─── Text passage

We human primates evolved and innovated extreme flexibility of body and mind, partly because we grow flesh around, instead of within, a bony framework. Yet we envy and copy the crusty, scaly or shelly attire of many biological predecessors.
Who sports the best exoskeleton?
Echinoderms grow some of the most fancy and flashy. Mollusks grow plenty of ornate, effective examples.
According the California Museum of Paleontology website, arthropods have advanced within their chitinous armor to become the real rulers of our world. Three fourths of all known living organisms are arthropods, the article states.
Other chordates besides humans, such as the turtle, hedgehog, and bony fishes have revisited exoskeletal defense systems with great success.
Both exoskeletons and endoskeletons have advantages and disadvantages, but humans, as the most flexible living beings on earth, have merged ingenious "both/and" capabilities with insistent "do and/or die" attitudes since prehistoric days, and surged in shield inventing ever since.
This print by Gideon Algernon Mantell titled "Battle of the Trilobites" pokes fun at these human nature traits (and the results).
Still, materials scientists at MIT are studying the "scaly-foot" gastropod, Crysomallon squamiferum, hoping to design new and improved battle armor based upon features of its nearly uncrushable, tri-layered shell. The research team is planning to pick up shell construction tips, with military applications, from many armored animals in future projects.
However high-tech portable or mobile protection can serve peaceful or adventurous purposes just as well. HplusMagazine reports that the robotic exoskeletons being developed by the US Department of Defense to give soldiers a boost might become available for medical and recreational uses soon.
Now, I am pausing to imagine some of the relief, fun and trouble those advances could bring.
Have you ever wished you had a natural or high-tech exoskeleton? Have you ever dreamed of running, flying or swimming in powered armor? Do tell!

──────
─── Given data

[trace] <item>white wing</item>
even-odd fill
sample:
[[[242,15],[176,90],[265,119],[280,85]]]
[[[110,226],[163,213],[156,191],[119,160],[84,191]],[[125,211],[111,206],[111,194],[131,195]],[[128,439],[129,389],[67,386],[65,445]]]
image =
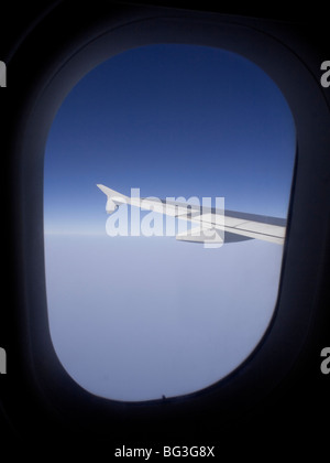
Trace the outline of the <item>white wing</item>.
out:
[[[198,224],[176,235],[176,239],[194,243],[235,243],[245,239],[284,244],[286,220],[234,211],[219,211],[158,198],[125,196],[105,185],[97,185],[108,197],[106,211],[111,214],[121,204],[178,217]]]

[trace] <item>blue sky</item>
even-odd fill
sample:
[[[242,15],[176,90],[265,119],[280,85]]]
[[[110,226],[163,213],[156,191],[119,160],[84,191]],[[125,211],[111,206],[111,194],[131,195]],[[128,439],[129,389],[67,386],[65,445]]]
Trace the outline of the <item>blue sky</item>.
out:
[[[47,140],[44,224],[52,338],[82,387],[145,400],[226,376],[270,323],[282,259],[254,240],[110,238],[96,184],[286,217],[295,142],[274,82],[227,51],[140,47],[76,85]]]

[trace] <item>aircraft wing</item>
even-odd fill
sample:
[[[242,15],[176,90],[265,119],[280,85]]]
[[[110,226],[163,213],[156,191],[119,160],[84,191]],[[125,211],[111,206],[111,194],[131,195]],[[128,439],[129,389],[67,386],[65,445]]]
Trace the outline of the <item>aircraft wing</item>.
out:
[[[189,230],[177,234],[176,239],[204,243],[235,243],[246,239],[284,244],[286,220],[256,214],[235,211],[200,207],[194,204],[125,196],[108,186],[97,185],[108,197],[106,211],[111,214],[121,204],[130,204],[144,211],[153,211],[191,222]],[[196,224],[196,226],[195,226]]]

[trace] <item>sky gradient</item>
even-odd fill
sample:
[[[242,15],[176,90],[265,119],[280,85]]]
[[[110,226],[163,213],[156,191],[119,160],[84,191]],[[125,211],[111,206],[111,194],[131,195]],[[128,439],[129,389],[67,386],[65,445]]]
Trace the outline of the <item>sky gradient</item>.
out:
[[[295,147],[280,90],[223,50],[130,50],[76,85],[47,140],[44,224],[52,340],[78,384],[150,400],[228,375],[268,326],[283,250],[110,238],[96,184],[286,217]]]

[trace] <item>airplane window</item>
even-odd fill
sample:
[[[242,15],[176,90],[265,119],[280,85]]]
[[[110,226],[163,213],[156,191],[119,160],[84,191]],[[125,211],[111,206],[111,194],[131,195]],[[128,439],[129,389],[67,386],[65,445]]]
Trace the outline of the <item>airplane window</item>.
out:
[[[284,96],[235,53],[141,46],[81,78],[44,168],[50,330],[76,383],[177,397],[249,358],[276,316],[295,154]]]

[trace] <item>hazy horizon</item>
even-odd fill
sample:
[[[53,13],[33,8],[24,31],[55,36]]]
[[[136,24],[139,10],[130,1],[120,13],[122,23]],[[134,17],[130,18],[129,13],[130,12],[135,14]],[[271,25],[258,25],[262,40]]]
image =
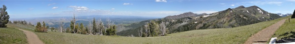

──────

Tasks
(A) According to the exoskeleton passage, what share of all known living organisms are arthropods?
(B) Transcribe the stretch of the exoskeleton passage from "Echinoderms grow some" through "with great success.".

Solutions to the problems
(A) Three fourths of all known living organisms are arthropods.

(B)
Echinoderms grow some of the most fancy and flashy. Mollusks grow plenty of ornate, effective examples.
According the California Museum of Paleontology website, arthropods have advanced within their chitinous armor to become the real rulers of our world. Three fourths of all known living organisms are arthropods, the article states.
Other chordates besides humans, such as the turtle, hedgehog, and bony fishes have revisited exoskeletal defense systems with great success.